• _DOCUMENT SECTION_:
━━━━

Here’s How Darpa’s Robot Ship Will Hunt Silent Submarines
Dec 28, 2012- Submariners like to say there are two kinds of ships: subs and targets. The Pentagon’s futurists want to turn that aphorism on its head, and develop a new kind of surface ship that can turn a sub into a target. Naturally, the sub-hunter won’t have a human on board. Here’s how it’s going to work.
The video above is a new promotional piece of machinima (do people still say that?) released by the defense contractor Science Applications International Corporation, which has a $58 million contract with Darpa to build its unmanned sub-hunter of the future. That maritime robot, called the Anti-Submarine Warfare Continuous Trail Unmanned Vehicle, or ACTUV, doesn’t exist yet and won’t for years. But here SAIC at least sketches out how the long, thin and “radically different” ACTUV can keep surface ships from becoming targets.

━━━━

• _INFORMATION GIVEN_:

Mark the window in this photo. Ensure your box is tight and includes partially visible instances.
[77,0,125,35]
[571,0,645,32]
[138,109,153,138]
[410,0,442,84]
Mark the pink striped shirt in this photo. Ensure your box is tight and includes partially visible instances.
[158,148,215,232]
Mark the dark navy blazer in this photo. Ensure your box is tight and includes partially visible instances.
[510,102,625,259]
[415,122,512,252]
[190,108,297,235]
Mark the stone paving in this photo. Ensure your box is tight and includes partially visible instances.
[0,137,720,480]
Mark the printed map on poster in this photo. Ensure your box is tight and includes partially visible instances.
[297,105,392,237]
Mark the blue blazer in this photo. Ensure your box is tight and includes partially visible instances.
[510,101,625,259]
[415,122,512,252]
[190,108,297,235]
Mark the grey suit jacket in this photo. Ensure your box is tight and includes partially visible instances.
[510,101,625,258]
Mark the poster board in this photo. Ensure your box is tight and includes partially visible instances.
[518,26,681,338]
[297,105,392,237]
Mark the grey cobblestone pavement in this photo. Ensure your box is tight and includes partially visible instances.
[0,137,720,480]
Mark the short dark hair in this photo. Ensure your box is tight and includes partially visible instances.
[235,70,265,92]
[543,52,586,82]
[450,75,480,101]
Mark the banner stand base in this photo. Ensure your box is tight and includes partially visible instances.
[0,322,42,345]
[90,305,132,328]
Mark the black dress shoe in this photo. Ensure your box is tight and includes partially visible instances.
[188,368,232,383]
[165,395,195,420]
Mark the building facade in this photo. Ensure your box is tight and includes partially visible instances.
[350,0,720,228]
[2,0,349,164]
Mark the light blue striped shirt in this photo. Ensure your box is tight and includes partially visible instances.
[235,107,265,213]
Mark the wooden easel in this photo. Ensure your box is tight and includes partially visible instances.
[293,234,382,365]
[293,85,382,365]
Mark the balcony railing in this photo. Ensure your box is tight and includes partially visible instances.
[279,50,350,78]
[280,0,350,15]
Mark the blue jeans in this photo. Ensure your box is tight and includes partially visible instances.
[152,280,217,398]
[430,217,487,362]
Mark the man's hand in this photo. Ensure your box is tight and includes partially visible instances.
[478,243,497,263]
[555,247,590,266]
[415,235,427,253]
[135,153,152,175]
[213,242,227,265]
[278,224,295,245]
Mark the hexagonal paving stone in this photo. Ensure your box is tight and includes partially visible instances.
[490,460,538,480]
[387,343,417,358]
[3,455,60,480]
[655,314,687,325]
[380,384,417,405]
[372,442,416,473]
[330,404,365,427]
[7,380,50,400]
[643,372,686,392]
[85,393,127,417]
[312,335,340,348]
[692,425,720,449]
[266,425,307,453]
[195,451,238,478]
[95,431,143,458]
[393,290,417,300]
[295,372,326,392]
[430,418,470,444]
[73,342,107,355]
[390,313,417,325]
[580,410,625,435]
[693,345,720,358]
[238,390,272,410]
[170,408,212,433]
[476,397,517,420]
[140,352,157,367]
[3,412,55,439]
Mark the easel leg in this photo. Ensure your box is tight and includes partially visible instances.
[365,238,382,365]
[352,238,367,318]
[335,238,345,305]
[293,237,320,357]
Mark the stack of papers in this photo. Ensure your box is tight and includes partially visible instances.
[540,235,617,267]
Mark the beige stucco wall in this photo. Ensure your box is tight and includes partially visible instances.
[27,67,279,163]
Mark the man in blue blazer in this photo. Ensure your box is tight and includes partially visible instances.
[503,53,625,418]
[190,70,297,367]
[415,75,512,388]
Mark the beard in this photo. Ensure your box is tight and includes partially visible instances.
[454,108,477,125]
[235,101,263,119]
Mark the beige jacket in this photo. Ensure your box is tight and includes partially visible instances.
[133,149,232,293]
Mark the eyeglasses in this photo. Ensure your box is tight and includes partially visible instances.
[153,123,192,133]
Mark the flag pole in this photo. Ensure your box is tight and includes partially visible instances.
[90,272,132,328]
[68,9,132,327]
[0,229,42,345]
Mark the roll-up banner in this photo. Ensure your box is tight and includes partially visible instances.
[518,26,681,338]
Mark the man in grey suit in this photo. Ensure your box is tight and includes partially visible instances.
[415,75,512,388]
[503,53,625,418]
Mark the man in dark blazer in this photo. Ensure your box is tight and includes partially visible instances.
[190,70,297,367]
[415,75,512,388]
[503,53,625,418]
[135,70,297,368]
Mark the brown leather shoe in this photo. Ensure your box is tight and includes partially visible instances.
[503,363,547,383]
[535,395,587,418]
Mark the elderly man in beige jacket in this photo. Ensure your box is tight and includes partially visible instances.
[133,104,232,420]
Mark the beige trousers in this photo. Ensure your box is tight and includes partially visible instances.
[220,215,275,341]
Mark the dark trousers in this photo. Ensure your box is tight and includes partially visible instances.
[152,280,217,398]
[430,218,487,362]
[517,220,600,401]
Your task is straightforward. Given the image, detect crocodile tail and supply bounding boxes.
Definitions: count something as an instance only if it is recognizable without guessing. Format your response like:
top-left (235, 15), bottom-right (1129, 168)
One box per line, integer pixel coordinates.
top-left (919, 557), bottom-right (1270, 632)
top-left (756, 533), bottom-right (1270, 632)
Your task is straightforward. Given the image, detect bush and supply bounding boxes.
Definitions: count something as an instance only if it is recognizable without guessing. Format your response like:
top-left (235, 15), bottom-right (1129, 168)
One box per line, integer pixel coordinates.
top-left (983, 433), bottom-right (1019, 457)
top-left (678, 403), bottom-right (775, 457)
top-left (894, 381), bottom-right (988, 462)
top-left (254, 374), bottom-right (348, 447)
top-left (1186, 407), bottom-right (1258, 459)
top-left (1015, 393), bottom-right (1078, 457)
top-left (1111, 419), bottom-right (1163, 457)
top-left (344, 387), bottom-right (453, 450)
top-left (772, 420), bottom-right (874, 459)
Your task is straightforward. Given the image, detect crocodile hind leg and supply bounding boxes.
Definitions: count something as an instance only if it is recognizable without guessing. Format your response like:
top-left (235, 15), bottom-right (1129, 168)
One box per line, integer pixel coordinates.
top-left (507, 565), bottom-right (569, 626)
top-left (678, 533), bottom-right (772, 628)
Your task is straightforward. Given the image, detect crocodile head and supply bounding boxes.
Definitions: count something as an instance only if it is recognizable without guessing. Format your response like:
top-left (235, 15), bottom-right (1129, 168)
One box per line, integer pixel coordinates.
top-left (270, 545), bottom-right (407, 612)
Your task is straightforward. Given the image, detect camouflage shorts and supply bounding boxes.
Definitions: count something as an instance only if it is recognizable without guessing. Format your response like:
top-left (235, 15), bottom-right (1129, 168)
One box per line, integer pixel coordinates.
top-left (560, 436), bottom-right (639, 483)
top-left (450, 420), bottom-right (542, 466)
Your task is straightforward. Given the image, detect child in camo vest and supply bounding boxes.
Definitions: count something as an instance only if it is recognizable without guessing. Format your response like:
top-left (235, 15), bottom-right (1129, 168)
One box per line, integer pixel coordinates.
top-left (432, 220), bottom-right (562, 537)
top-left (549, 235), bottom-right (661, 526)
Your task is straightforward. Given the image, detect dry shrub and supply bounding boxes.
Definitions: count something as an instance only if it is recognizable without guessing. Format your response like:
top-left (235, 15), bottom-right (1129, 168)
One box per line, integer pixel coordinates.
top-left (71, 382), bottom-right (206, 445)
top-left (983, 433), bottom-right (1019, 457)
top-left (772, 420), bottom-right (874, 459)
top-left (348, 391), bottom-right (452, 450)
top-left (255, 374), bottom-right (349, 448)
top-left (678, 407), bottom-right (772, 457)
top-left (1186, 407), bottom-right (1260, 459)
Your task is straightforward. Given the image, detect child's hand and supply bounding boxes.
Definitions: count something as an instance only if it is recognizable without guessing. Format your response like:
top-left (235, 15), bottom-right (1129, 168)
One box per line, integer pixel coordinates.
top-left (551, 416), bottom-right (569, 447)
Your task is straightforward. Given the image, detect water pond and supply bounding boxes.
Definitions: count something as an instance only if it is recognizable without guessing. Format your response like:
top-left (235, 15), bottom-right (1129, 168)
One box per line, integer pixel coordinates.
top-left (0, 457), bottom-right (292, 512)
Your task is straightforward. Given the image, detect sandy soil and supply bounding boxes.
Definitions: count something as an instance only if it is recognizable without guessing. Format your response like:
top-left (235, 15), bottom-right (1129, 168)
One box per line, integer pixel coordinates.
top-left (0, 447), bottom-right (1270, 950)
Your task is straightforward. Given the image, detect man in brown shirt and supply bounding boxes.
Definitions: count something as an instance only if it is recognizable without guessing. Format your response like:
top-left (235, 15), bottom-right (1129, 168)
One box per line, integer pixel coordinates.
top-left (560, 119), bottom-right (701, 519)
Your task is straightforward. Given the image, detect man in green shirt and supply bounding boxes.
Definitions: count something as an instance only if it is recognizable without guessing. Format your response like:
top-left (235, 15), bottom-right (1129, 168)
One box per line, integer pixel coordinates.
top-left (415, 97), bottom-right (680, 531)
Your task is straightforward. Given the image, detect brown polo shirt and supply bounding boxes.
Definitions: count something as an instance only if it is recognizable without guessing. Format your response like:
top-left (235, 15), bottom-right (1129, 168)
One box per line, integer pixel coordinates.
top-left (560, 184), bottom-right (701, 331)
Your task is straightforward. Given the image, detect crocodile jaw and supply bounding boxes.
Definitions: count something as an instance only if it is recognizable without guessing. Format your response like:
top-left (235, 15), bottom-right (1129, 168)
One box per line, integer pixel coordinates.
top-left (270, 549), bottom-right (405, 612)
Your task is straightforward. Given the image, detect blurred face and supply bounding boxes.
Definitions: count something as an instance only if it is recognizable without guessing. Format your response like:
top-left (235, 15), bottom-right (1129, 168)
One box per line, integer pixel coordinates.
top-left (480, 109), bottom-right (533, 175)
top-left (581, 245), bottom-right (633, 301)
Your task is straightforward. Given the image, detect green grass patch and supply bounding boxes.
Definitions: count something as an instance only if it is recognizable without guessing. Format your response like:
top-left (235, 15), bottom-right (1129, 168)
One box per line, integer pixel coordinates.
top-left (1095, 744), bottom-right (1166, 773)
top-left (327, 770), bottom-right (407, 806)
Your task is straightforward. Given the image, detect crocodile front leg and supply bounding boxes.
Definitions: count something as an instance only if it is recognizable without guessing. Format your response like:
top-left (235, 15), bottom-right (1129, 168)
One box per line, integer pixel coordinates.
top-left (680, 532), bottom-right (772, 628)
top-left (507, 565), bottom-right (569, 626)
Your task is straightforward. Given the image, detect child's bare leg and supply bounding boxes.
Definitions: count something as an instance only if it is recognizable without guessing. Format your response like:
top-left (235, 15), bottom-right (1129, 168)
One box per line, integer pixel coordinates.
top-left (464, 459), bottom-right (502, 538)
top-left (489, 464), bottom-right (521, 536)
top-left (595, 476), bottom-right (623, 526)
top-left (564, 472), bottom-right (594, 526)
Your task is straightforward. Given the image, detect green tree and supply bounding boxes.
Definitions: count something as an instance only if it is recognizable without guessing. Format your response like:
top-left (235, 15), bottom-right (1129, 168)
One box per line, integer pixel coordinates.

━━━━

• _TASKS FOR THIS EXERCISE_:
(1) Answer these questions using the article on Darpa's robot ship:
(a) What two kinds of ships do submariners say there are?
(b) How much is Science Applications International Corporation's contract with Darpa worth?
(c) What does ACTUV stand for?
(2) Write out the part of the article on Darpa's robot ship starting at "The video above" and ending at "from becoming targets.".

• _COMPLETE ANSWERS_:
(1)
(a) Subs and targets.
(b) $58 million.
(c) Anti-Submarine Warfare Continuous Trail Unmanned Vehicle.

(2)
The video above is a new promotional piece of machinima (do people still say that?) released by the defense contractor Science Applications International Corporation, which has a $58 million contract with Darpa to build its unmanned sub-hunter of the future. That maritime robot, called the Anti-Submarine Warfare Continuous Trail Unmanned Vehicle, or ACTUV, doesn’t exist yet and won’t for years. But here SAIC at least sketches out how the long, thin and “radically different” ACTUV can keep surface ships from becoming targets.